▶ **PAGE**:
--- begin ---
Many support-cases open with the line “Host can’t see storage” which puts most of these cases in the “configuration” queue. My assumption is that if a host can’t “see” storage it has never worked before so there must be some kind of config problem.
So once in a while you’ll see a case popping up where a less used feature of the FC protocol is used and that is FC Authentication (part of the FC-SP protocol.) This piece of the FC stack allows for an authentication mechanism between two ports on a link or an end-to-end connection.
The FC-SP protocol allows for a security check to be set up to prevent unauthorized access to fabric services. Basically it means if you don’t know my authentication method and access passwords I do not trust you and I will not allow you access to the fabric.
The fabric security architecture is build upon 5 components namely:
- Authentication Infrastructure
- Security Associations
- Cryptographic Integrity and Confidentiality
- and last but not least Authorization
I will not dive into each and every one of them since thats beyond the scope of this post. The Authentication part is fairly wide adopted by all HBA and switch vendors whilst the authorization and crypto services are only seen in very security environments.
Many initiators (mainly HBA’s) and targets (mainly storage devices) support the link authentication option but I haven’t come across an HBA vendor which also support the end-to-end authentication option.
The difference is depicted below.
The individual (green) N_port-to-N-port are obviously the ports participating in the individual link authentication whilst the end-to-end (red) ports have an end-to-end authentication configured (These are not mutually exclusive and can be configured individually (if supported of course))
“So what does this have to do with my host not seeing storage?” you might ask.
Well, very simple. If you have configured anything in this entire setup incorrectly each port may refuse access and therefore you will not see any targets or luns.
It’s fairly easy to make a mistake in this configuration so lets have a look on the wire to see what the switch and HBA do when this option is turned on.
As an example I use an Emulex HBA but the HBA’s from Qlogic, Brocade etc have a similar setup.
When an HBA tries to obtain access to a fabric it first sends out a FLOGI (Fabric login). In this FLOGI it tells the fabric it’s id (WWN),which capabilities it has and what services plus classes it wants to use.
On of the parameters of these services is the “Security services” which is identified by a single bit in the “Common Services” parameter in this FLOGI.
The switch in turn checks for this bit and either returns with an ELS accept or, in case the authentication is not configured on the switch, an LS reject.
In the picture below you see the accept. This doesn’t yet mean the ports have authenticated each other but merely have let each other know that they do want to start the authentication process.
Given the fact the FC-SP authentication infrastructure supports 3 methods of authentication (DH-CHAP, FCPAP and FCAP) we then need to establish the one we want to use. This is done with a ELS command coded 0x90
As you can see the HBA only can use 1 protocol and it wants to authenticate via DH-CHAP, it can use MD5 and SHA1 for hash marks and it can use 5 DH groups.
--- end ---
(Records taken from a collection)
--- begin ---
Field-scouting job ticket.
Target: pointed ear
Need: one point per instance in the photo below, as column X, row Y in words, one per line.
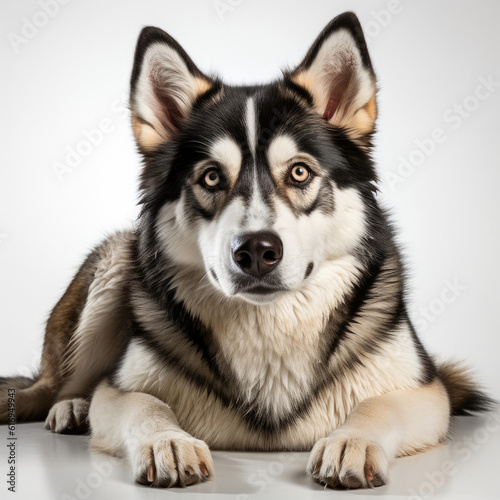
column 338, row 74
column 164, row 85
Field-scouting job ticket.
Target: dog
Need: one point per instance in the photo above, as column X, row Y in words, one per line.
column 259, row 302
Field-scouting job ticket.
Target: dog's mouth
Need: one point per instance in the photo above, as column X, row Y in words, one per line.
column 261, row 294
column 262, row 290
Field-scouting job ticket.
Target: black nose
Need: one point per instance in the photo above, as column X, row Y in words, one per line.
column 257, row 253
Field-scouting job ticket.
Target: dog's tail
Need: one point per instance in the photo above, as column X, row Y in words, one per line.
column 24, row 398
column 466, row 396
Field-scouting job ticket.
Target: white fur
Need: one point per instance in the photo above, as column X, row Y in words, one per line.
column 99, row 335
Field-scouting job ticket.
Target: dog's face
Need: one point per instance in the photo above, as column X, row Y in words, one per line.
column 260, row 185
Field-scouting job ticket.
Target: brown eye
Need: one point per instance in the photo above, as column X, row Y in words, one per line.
column 212, row 178
column 299, row 173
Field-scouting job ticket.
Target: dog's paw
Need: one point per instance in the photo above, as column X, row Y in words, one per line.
column 172, row 459
column 69, row 416
column 346, row 459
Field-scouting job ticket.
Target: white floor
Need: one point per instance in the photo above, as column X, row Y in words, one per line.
column 62, row 467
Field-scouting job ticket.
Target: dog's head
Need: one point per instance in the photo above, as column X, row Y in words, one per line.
column 258, row 185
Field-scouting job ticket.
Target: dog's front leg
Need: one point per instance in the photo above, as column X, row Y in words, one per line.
column 144, row 429
column 359, row 452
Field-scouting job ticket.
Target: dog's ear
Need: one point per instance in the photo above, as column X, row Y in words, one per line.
column 338, row 74
column 164, row 85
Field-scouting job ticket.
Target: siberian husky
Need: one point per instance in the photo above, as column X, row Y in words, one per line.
column 259, row 302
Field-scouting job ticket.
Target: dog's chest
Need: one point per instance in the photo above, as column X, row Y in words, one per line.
column 271, row 359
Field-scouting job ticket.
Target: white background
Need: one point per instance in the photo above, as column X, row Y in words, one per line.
column 74, row 71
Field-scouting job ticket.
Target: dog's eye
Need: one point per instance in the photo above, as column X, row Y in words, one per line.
column 299, row 173
column 211, row 178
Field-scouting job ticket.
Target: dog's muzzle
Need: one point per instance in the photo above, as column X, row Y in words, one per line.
column 258, row 253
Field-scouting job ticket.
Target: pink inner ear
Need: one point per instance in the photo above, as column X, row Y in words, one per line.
column 331, row 106
column 339, row 91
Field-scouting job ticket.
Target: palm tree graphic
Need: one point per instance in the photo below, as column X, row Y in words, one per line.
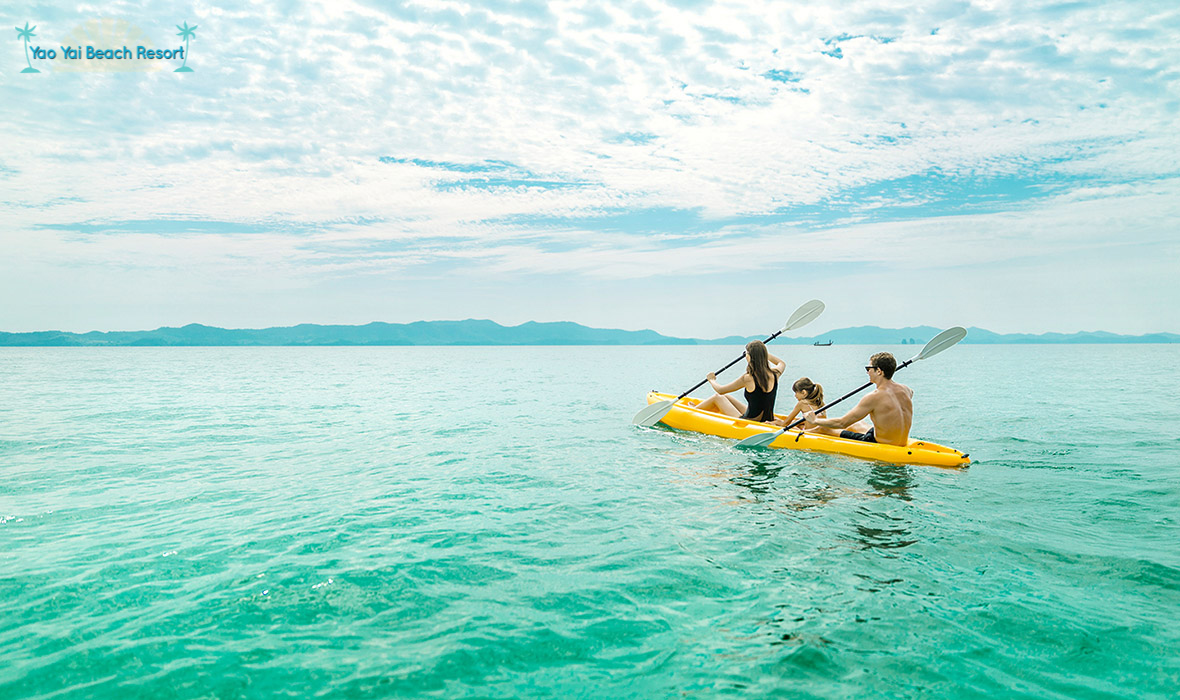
column 26, row 34
column 185, row 33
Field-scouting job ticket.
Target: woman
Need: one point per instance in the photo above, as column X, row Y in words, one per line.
column 760, row 381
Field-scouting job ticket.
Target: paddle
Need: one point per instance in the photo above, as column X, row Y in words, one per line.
column 938, row 344
column 805, row 314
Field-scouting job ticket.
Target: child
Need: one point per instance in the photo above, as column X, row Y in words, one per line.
column 810, row 397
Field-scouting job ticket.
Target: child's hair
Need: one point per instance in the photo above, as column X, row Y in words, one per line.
column 813, row 391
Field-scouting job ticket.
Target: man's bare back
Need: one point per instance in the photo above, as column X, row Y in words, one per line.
column 891, row 410
column 890, row 406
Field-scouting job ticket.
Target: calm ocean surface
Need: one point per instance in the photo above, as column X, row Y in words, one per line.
column 485, row 522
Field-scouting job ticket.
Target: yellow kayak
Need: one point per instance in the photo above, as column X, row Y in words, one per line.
column 686, row 416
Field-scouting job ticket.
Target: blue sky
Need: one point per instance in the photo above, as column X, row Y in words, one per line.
column 694, row 168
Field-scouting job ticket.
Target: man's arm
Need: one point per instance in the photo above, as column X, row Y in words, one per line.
column 858, row 412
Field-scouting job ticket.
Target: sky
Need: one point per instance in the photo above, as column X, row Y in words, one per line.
column 694, row 168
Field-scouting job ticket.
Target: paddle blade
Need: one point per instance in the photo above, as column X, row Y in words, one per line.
column 651, row 413
column 805, row 314
column 760, row 439
column 942, row 341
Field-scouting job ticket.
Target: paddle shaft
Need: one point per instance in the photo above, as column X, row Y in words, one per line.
column 728, row 366
column 856, row 391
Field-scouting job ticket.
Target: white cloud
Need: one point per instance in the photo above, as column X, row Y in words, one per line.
column 292, row 105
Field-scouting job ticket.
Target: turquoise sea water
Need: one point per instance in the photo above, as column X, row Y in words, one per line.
column 485, row 523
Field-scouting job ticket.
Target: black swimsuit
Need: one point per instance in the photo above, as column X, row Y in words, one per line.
column 760, row 404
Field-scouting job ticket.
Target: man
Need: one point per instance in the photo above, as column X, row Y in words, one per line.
column 890, row 406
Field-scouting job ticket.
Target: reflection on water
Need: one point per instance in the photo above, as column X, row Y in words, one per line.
column 891, row 479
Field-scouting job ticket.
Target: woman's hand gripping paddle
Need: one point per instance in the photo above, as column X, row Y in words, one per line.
column 938, row 344
column 805, row 314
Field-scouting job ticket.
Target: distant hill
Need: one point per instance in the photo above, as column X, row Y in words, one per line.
column 483, row 332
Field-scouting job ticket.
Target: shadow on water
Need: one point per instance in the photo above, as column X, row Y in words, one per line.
column 879, row 529
column 758, row 475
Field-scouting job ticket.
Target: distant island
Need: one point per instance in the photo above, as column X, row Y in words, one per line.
column 483, row 332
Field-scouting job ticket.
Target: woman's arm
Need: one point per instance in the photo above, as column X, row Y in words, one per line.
column 740, row 383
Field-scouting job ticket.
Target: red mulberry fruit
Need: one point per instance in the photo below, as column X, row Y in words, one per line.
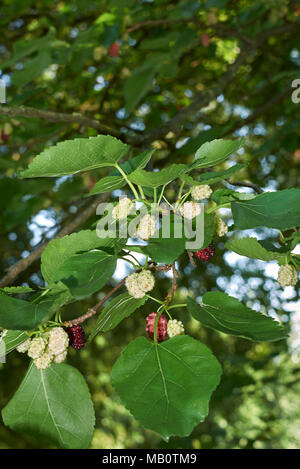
column 76, row 336
column 161, row 327
column 206, row 253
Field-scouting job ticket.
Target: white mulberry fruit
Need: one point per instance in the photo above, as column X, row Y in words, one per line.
column 287, row 275
column 221, row 227
column 174, row 328
column 190, row 210
column 124, row 208
column 37, row 347
column 147, row 227
column 58, row 340
column 44, row 360
column 24, row 346
column 201, row 192
column 138, row 284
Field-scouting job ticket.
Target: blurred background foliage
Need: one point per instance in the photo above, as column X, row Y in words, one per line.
column 57, row 56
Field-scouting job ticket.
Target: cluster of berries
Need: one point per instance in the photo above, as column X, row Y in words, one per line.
column 123, row 209
column 50, row 346
column 164, row 327
column 287, row 276
column 147, row 227
column 191, row 210
column 77, row 336
column 138, row 284
column 206, row 254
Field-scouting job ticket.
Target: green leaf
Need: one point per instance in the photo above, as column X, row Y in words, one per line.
column 167, row 386
column 9, row 340
column 214, row 152
column 86, row 273
column 60, row 249
column 224, row 313
column 138, row 84
column 224, row 196
column 157, row 178
column 21, row 315
column 107, row 184
column 279, row 210
column 75, row 156
column 118, row 309
column 209, row 230
column 252, row 248
column 55, row 404
column 213, row 176
column 138, row 162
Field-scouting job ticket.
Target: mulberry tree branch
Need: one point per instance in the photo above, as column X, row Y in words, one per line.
column 92, row 311
column 23, row 264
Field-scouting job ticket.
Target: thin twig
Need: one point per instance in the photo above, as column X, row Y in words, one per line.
column 92, row 311
column 171, row 294
column 246, row 184
column 53, row 116
column 191, row 257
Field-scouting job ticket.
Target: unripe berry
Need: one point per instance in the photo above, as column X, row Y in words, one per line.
column 76, row 336
column 201, row 192
column 37, row 347
column 44, row 361
column 190, row 210
column 287, row 275
column 124, row 208
column 206, row 253
column 58, row 340
column 147, row 227
column 161, row 327
column 113, row 50
column 138, row 284
column 24, row 346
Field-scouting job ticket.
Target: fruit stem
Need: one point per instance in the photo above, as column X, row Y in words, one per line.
column 127, row 180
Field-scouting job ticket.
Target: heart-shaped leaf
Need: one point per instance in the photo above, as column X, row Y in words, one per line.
column 167, row 386
column 54, row 403
column 75, row 156
column 224, row 313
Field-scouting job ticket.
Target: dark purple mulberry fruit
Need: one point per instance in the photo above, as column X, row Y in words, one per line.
column 161, row 327
column 206, row 253
column 76, row 336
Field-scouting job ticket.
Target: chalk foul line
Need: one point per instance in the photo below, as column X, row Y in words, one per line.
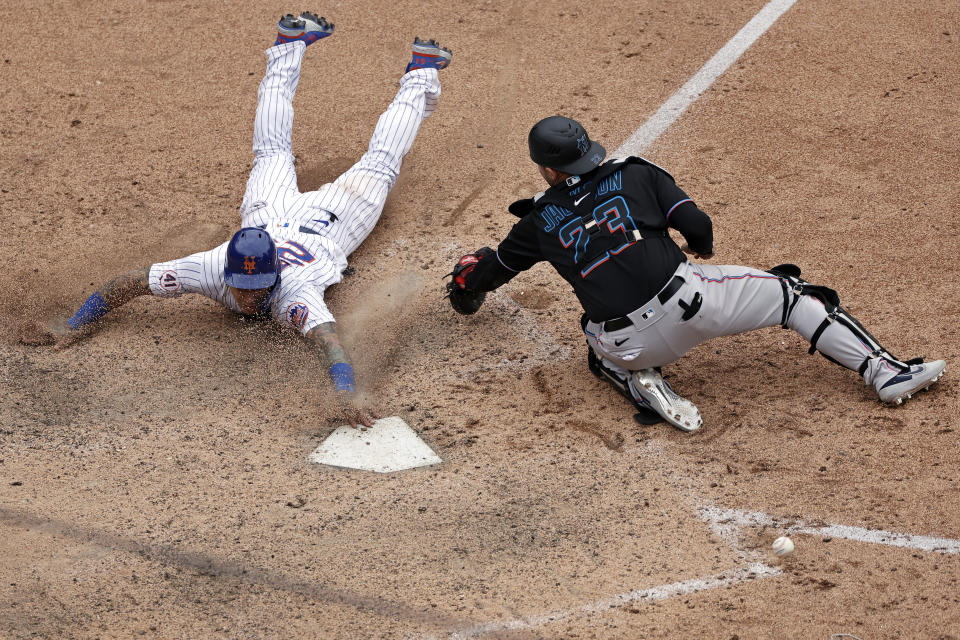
column 686, row 95
column 642, row 596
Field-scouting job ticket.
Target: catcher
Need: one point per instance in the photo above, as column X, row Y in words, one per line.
column 603, row 227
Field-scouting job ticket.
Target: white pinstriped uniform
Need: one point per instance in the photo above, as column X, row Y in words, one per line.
column 342, row 213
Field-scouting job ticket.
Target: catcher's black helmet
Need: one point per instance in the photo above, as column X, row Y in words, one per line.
column 562, row 144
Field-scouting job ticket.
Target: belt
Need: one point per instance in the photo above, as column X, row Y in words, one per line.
column 665, row 294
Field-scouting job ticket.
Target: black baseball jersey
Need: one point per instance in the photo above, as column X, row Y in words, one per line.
column 605, row 232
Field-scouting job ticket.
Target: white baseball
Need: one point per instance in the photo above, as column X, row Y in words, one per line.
column 782, row 546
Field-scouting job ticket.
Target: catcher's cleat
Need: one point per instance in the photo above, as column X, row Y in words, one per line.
--- end ---
▶ **REQUIRED TASKS**:
1. In the post on FC authentication, which ELS command code is used to settle on the authentication method?
2. Continue the post on FC authentication from its last sentence.
The records have nothing to do with what is asked here.

▶ **EXPECTED ANSWERS**:
1. 0x90

2.
The accept from the switch is pretty straightforward:
As of this point the stage is set for the actual authentication. The ports have shown the do support the FC-SP protocol, they have set the DC-DHAP parameters which they are going to use so now they only thing that’s left is the actual exchange of shared secrets.
One of the interesting things is that as of this point the class of service changes to Class 2. As you can see in the trace the “Start-of-Frame” now initiates a class 2 exchange.
Given the fact class 2 means that we now require acknowledgement of frames we also see ACK_1 being returned for each frame being sent. Here the ACK_1 (C0) is sent from the switch to the HBA for sequence id 0x-08 of exchange id 0x50BD:
The DH-Challenge frame is then sent with the options the switch wants to use:
The command code is 0x90, with a 0x10 AUTH message code meaning I want to use DH-CHAP. The DHCHAP payload contains the parameters used in the challenge basically meaning I am WWN 10:00:00:00:05:1E:52:AF:00 , I use the MD5 hash in DH-group NULL and a value length of 16 bytes containing the following value.
This is still a Class-2 frame so an ACK_1 for acknowledgement is sent back prior to either an ELS Accept or reject.
If the HBA determines that these parameters are correct it will send an Accept back.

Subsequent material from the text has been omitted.